Segment Start: Text
Make Tsumego Great Again!

Atorrante · October 7, 2020, 10:51am

Had to google it. But still not sure what you mean.

Samraku · October 7, 2020, 10:54am

As far as I know they’ve already figured out how to do this well for chess tactics, so their solutions would be desirable.

shinuito · October 7, 2020, 1:37pm

I think a categorisation which just compares the puzzles relatively to each other like this

is better than trying to tie the puzzles to a particular rank/rating

There’s many aspects to the game of go other than just tsumego, and they’re all bundled up in a persons rank. I think it’s usually too confusing to label go problems by rank, since there is no one universal rank, and also not everyone does tsumego. It kind of has the implied “if you’re this rank you should be able to solve all the problems ranked lower than this”, but that probably won’t be the case, and so the puzzles difficulty just won’t line up with ranks. I imagine you just end up with comments like this

I think you might mention though, that most normal go players can and should subtract a healthy percentage from their rank to find the right problem books. I.e. as an 8k, I can barely solve the 12 to 14k Tsumego. I have seen 5Dan players struggle with the 3K problems…

Even if its granulated further to

what really makes a puzzle a dan level? Is it the number of variations to try out, the number of moves ahead you have to read, the number of distinct tesuji involved etc?

The only thing that really makes sense from a puzzled collection is whether one puzzle is ‘harder’ than another. I think even if people find a puzzle easy (possibly because they’ve done the same or similar before), they probably can judge if this would require more work to figure out the answer from scratch as compared to another puzzle.

I think this makes sense, whenever you have the data available.

shinuito · October 7, 2020, 1:38pm

Tbh, I forgot what this thread was about, and I did like some things, so I probably had read it before. I’ll write two posts though instead.

So if we’re back to the original idea of trying to clean up the OGS puzzle section, then sure, it would be nice to be able to give a (separate?) ‘average rating’ to the puzzle or puzzle which depended on the level of the players who’ve successfully solved or failed the puzzle. It would in part take away the random judgement that “a 12kyu should be able to solve this”, and replace with “typically 12kyu’s have solved this”.
Segment End: Text
* Requirement a:
Output as a JSON list of strings the records from their start through the line that contains "box: [2, 197, 800, 538]", both ends included, with one string per line and blank lines omitted.
Segment Start: Supplied entries
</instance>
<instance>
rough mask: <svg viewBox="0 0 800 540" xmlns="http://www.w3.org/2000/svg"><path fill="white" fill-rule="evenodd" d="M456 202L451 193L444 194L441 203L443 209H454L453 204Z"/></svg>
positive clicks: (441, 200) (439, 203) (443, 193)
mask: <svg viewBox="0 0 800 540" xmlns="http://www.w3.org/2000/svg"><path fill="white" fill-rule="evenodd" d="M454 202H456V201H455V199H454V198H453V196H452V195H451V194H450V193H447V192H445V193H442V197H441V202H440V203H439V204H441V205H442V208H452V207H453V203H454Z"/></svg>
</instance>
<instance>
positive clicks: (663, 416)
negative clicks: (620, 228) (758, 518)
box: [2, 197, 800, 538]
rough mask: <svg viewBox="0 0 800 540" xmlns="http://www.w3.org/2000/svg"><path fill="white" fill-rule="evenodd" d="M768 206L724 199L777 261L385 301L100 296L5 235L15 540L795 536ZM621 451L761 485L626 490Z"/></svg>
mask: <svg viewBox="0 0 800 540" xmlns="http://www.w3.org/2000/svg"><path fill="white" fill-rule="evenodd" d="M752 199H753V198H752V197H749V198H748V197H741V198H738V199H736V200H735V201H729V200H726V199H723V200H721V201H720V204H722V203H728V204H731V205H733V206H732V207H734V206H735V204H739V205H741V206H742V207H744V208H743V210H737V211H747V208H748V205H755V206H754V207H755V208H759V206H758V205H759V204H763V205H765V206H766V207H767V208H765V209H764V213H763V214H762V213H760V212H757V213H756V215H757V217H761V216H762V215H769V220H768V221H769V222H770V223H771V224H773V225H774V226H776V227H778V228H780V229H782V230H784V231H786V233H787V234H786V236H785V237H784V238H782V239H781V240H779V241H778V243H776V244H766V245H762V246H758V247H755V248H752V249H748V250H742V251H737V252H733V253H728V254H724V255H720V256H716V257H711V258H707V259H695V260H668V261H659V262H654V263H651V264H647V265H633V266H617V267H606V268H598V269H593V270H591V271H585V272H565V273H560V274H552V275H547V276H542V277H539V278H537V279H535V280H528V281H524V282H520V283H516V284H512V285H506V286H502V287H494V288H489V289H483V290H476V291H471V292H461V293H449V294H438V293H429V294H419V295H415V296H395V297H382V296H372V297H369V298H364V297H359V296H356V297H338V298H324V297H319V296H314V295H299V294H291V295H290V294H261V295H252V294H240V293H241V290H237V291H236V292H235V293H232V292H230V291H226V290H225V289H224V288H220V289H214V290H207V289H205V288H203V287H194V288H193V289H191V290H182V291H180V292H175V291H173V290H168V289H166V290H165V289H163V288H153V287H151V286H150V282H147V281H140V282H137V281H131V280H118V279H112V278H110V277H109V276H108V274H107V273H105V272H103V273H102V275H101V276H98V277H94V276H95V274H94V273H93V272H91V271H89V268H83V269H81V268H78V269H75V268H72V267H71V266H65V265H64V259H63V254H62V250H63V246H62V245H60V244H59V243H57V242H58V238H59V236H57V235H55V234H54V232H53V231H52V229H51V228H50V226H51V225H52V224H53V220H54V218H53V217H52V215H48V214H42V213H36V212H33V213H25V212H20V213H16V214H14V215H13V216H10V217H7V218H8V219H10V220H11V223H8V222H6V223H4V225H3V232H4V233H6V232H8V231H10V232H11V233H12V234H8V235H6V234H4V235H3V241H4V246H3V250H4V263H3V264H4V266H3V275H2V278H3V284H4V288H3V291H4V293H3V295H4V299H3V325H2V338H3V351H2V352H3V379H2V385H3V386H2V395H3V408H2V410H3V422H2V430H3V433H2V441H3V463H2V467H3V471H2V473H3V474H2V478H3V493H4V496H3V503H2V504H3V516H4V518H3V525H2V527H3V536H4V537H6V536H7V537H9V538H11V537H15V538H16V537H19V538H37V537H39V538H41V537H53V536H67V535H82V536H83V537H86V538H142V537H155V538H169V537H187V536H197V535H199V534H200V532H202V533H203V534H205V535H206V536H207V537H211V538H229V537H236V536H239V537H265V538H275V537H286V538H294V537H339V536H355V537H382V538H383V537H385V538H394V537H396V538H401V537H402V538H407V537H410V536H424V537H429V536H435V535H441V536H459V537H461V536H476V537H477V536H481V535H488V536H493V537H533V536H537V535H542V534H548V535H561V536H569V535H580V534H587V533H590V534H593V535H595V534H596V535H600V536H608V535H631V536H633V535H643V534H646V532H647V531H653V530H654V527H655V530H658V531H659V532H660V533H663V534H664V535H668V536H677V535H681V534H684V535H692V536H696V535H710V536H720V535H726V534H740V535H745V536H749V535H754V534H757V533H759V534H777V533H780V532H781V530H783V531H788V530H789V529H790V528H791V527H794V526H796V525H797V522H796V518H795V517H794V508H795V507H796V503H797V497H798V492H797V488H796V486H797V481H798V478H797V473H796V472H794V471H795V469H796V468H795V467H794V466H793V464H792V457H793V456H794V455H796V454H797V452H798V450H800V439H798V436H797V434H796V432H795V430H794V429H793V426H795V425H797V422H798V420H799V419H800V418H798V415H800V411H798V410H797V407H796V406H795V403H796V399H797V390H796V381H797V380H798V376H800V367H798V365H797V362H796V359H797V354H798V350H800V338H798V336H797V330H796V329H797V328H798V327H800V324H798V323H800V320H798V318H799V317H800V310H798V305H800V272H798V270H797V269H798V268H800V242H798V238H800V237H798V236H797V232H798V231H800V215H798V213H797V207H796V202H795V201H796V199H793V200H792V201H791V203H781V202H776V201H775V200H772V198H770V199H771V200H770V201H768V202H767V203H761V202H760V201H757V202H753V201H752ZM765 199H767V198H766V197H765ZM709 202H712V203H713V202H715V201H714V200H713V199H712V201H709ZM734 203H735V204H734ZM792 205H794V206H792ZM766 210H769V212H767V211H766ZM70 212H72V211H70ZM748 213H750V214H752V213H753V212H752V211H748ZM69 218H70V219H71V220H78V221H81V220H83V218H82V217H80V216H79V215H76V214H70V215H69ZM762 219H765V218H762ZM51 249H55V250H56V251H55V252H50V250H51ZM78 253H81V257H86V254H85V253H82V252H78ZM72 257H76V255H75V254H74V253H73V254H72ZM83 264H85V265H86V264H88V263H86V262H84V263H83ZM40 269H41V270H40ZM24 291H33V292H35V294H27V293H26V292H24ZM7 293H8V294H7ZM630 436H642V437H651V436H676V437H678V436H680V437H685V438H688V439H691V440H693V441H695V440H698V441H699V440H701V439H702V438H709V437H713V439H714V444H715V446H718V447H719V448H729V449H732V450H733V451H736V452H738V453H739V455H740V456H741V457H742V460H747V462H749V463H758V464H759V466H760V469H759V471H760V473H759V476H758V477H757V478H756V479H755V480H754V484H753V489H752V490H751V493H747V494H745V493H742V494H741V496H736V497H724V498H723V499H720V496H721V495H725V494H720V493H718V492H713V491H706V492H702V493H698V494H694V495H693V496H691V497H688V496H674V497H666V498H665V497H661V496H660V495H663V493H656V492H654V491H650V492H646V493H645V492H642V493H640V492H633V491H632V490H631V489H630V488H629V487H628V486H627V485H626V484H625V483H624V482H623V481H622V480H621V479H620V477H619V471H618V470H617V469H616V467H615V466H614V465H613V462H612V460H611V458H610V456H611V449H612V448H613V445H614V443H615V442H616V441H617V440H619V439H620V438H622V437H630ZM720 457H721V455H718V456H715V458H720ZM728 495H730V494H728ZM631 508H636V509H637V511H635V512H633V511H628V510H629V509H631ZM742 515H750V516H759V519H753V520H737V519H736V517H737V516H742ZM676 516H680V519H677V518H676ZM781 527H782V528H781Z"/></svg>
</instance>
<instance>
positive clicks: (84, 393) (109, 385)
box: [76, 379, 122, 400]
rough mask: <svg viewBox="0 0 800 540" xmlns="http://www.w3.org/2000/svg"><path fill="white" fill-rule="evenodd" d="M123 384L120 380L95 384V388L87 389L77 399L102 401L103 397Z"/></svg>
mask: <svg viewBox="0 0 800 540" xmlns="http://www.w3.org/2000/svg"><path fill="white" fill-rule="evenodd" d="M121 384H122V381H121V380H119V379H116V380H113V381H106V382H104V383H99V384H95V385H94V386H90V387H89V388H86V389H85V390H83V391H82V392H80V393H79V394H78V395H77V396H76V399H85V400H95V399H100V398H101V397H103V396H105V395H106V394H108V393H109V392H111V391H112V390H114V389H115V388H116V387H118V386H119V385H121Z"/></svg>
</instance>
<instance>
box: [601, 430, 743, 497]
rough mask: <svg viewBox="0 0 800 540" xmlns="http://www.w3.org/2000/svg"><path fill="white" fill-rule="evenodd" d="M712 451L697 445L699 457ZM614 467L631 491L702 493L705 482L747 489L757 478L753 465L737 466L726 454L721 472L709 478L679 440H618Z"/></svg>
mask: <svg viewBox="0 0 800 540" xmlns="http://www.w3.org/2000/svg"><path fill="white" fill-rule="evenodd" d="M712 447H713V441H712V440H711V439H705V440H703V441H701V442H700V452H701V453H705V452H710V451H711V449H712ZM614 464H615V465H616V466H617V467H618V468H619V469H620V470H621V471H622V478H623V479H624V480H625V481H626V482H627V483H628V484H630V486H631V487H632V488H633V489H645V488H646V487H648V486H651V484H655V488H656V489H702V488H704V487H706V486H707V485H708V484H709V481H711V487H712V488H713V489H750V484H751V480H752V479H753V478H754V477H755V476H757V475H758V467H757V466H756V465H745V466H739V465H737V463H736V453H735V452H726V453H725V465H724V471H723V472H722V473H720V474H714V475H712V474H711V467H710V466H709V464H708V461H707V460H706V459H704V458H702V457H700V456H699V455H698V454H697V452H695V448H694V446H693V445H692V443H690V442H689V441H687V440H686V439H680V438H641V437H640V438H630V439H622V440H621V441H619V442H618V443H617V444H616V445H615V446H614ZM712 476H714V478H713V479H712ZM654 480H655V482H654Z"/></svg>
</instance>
Segment End: Supplied entries
* Requirement b:
Name every distinct username shown as the author of a post in the tsumego thread.

* Answer a:
[
  "</instance>",
  "<instance>",
  "rough mask: <svg viewBox=\"0 0 800 540\" xmlns=\"http://www.w3.org/2000/svg\"><path fill=\"white\" fill-rule=\"evenodd\" d=\"M456 202L451 193L444 194L441 203L443 209H454L453 204Z\"/></svg>",
  "positive clicks: (441, 200) (439, 203) (443, 193)",
  "mask: <svg viewBox=\"0 0 800 540\" xmlns=\"http://www.w3.org/2000/svg\"><path fill=\"white\" fill-rule=\"evenodd\" d=\"M454 202H456V201H455V199H454V198H453V196H452V195H451V194H450V193H447V192H445V193H442V197H441V202H440V203H439V204H441V205H442V208H452V207H453V203H454Z\"/></svg>",
  "</instance>",
  "<instance>",
  "positive clicks: (663, 416)",
  "negative clicks: (620, 228) (758, 518)",
  "box: [2, 197, 800, 538]"
]

* Answer b:
Atorrante, Samraku, shinuito